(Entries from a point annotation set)
## Begin
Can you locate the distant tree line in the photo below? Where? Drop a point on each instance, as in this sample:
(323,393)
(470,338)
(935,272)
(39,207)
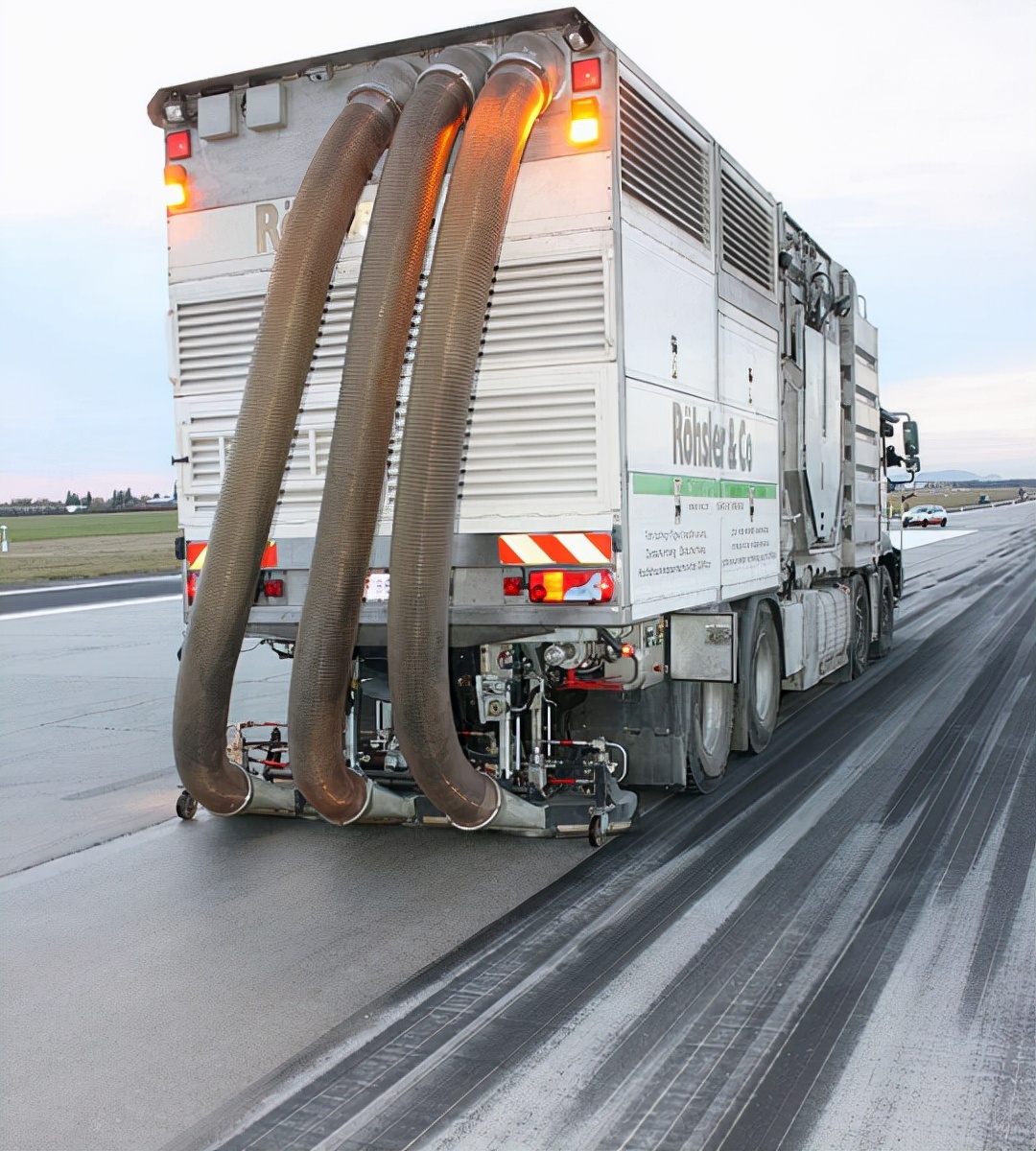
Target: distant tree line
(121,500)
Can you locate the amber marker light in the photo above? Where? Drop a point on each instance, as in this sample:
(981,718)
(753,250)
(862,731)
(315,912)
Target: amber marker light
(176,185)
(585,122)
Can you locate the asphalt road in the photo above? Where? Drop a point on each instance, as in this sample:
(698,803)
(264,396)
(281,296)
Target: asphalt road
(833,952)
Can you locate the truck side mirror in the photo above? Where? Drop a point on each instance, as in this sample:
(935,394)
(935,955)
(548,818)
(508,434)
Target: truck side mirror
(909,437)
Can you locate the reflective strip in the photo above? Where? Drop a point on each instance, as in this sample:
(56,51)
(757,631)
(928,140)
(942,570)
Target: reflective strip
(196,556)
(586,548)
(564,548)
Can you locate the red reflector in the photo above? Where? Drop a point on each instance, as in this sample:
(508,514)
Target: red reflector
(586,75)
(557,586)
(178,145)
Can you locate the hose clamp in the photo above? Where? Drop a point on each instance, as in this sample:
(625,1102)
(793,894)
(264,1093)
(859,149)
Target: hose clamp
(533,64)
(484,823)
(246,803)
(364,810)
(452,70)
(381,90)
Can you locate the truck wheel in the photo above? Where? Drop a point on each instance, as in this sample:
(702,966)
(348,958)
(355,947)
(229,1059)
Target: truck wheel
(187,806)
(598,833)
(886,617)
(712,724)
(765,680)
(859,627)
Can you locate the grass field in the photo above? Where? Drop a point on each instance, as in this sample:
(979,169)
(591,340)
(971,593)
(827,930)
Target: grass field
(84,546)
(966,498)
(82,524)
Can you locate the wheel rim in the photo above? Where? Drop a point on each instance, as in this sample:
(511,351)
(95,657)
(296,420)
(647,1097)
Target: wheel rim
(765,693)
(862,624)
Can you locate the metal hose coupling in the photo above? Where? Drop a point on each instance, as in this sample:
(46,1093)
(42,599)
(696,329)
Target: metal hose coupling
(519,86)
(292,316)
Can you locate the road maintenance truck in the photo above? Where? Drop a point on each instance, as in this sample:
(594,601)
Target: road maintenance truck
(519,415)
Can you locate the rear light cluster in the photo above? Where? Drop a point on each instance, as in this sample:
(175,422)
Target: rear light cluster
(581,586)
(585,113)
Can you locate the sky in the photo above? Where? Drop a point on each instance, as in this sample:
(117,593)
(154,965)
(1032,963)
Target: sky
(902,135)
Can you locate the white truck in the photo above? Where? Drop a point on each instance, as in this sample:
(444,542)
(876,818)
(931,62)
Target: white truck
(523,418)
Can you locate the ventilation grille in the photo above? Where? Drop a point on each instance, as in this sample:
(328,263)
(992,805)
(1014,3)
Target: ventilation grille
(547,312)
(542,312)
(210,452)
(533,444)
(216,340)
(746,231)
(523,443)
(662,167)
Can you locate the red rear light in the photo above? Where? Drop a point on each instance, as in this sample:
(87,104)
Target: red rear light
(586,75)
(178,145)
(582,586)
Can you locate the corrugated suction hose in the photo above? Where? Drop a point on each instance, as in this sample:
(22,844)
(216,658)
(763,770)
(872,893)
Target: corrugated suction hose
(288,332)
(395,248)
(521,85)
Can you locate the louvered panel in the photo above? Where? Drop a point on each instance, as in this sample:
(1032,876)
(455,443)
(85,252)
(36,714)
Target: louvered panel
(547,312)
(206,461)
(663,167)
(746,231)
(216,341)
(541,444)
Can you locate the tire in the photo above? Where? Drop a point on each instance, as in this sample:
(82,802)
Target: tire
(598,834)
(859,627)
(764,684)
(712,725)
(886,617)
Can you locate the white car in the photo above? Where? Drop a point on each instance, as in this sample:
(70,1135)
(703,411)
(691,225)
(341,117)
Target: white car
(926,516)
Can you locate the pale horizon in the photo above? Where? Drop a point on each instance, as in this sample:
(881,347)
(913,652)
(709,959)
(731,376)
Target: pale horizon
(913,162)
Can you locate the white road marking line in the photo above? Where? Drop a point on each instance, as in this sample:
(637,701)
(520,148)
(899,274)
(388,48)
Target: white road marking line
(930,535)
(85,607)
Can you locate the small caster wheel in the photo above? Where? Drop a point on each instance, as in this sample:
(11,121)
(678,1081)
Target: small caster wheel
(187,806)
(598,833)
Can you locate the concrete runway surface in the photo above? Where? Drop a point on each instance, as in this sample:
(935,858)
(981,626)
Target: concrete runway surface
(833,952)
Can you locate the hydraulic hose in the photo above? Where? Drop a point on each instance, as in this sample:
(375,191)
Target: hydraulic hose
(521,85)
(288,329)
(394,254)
## End
Written problem:
Using the material above, extract the line that contains "Can you locate the pale" and every line after it, exactly as given; stop at the last line.

Task result:
Can you locate the pale horizon in the photo above? Where? Drop a point on each instance, as in this sample:
(881,347)
(913,652)
(709,959)
(731,376)
Target: pale horizon
(913,162)
Can you locate the white road marking line in the photo above? Where? Drop a point on each instance, as in this sample:
(637,701)
(520,148)
(899,274)
(388,48)
Target: white road marking line
(930,535)
(85,607)
Can you locate the small caster wheel in the photo above? Where? Drop a point on each instance, as in this sample:
(11,121)
(678,1081)
Target: small caster wheel
(187,806)
(598,833)
Can you locate the concrete runway surface in the photo above? Where? Drop a point on each instance, as in this sample:
(935,858)
(981,626)
Target: concrete runway surface
(833,952)
Can you locate the hydraulic hose in the photo above? Where? Drop a point on each instance, as in this sample:
(375,191)
Target: hydraulic hose
(521,85)
(288,329)
(394,254)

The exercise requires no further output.